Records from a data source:
──────

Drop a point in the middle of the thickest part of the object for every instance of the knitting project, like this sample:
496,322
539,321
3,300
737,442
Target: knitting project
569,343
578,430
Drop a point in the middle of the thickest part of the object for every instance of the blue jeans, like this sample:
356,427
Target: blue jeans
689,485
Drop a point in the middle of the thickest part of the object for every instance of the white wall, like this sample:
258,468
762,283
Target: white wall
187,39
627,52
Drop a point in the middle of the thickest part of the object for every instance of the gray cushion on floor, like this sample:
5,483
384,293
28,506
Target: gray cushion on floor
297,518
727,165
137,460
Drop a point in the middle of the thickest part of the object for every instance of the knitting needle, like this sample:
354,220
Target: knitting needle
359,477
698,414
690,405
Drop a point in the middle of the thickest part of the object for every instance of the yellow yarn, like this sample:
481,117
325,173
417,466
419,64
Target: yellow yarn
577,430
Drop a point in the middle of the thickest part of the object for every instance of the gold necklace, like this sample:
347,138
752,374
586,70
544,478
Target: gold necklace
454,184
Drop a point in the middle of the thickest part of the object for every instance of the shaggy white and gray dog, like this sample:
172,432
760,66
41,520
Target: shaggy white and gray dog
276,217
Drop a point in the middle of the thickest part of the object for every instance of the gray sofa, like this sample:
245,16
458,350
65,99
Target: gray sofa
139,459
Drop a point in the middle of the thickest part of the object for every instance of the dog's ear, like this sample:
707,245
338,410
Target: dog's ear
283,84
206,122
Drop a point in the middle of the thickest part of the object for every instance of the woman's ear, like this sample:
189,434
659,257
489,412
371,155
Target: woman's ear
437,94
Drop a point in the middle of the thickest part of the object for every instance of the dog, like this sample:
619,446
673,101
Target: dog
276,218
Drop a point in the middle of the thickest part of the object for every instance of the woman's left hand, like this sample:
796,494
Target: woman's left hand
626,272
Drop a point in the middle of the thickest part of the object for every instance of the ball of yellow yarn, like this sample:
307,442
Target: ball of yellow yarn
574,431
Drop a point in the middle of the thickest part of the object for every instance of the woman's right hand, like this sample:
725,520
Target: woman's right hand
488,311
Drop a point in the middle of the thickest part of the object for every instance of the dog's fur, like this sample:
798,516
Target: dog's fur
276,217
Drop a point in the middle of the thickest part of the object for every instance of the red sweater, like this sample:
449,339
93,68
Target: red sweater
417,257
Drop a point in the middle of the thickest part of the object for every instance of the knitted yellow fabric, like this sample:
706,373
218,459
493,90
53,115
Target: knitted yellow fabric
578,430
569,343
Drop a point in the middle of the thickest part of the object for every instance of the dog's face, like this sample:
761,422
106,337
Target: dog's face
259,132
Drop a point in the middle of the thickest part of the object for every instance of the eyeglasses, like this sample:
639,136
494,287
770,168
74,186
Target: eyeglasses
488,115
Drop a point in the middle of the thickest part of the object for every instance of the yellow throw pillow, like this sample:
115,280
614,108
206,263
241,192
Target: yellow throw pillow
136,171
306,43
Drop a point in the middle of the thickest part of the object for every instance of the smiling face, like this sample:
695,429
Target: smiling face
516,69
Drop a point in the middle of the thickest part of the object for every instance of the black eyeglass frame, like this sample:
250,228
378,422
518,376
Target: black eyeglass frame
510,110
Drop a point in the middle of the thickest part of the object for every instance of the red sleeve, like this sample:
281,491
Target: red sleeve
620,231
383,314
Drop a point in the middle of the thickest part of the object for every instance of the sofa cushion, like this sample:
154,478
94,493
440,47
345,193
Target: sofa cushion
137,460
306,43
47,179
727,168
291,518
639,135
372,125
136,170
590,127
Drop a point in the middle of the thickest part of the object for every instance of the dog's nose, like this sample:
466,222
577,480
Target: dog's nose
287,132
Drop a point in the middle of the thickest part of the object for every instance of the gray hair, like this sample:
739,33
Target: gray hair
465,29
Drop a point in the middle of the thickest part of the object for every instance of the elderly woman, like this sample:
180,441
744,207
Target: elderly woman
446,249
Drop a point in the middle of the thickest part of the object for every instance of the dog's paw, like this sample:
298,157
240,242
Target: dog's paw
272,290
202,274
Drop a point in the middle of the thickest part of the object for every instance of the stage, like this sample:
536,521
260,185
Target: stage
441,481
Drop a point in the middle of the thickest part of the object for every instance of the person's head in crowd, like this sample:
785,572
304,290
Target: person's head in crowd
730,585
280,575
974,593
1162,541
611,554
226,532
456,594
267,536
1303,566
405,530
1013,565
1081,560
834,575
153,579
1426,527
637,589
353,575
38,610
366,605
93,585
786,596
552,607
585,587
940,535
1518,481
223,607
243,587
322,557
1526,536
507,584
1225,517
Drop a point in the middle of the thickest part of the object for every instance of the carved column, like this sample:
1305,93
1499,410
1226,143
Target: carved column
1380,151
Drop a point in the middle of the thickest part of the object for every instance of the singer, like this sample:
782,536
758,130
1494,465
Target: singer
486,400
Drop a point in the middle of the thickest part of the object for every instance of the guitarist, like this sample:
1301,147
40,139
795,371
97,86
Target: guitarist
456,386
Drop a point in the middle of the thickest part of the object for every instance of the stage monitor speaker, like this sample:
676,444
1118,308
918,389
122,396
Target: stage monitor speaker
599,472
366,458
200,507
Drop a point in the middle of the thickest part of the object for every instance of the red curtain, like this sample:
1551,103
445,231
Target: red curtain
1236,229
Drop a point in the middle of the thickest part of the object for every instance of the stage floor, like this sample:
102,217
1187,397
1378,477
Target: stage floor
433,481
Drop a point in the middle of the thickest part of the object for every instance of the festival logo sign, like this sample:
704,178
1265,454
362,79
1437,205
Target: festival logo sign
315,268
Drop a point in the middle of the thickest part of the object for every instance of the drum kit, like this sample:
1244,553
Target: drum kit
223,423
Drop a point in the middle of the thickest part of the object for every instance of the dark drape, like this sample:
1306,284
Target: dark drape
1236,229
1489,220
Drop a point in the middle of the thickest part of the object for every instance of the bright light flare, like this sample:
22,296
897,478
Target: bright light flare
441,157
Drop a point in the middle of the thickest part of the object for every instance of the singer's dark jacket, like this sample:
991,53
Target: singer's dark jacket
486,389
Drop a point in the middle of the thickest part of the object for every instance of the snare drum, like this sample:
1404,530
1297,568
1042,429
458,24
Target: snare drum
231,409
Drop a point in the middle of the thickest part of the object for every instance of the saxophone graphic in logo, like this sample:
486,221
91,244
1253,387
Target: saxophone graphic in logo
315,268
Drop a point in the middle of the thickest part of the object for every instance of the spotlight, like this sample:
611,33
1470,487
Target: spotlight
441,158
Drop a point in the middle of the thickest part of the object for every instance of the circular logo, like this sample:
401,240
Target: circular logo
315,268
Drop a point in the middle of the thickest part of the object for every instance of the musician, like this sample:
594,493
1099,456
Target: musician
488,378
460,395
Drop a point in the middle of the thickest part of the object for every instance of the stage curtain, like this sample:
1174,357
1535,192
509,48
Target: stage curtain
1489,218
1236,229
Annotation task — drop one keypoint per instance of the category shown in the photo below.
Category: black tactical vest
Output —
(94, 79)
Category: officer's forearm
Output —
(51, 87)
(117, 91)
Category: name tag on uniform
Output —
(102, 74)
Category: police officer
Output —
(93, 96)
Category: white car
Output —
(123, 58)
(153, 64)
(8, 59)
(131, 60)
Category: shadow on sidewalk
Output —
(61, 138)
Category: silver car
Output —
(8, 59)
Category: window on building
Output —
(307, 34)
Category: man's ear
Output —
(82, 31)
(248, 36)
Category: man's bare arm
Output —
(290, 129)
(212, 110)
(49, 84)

──────

Work item: Every line of the records above where the string "officer" is found should be copied.

Written answer:
Category: officer's forearm
Category: police officer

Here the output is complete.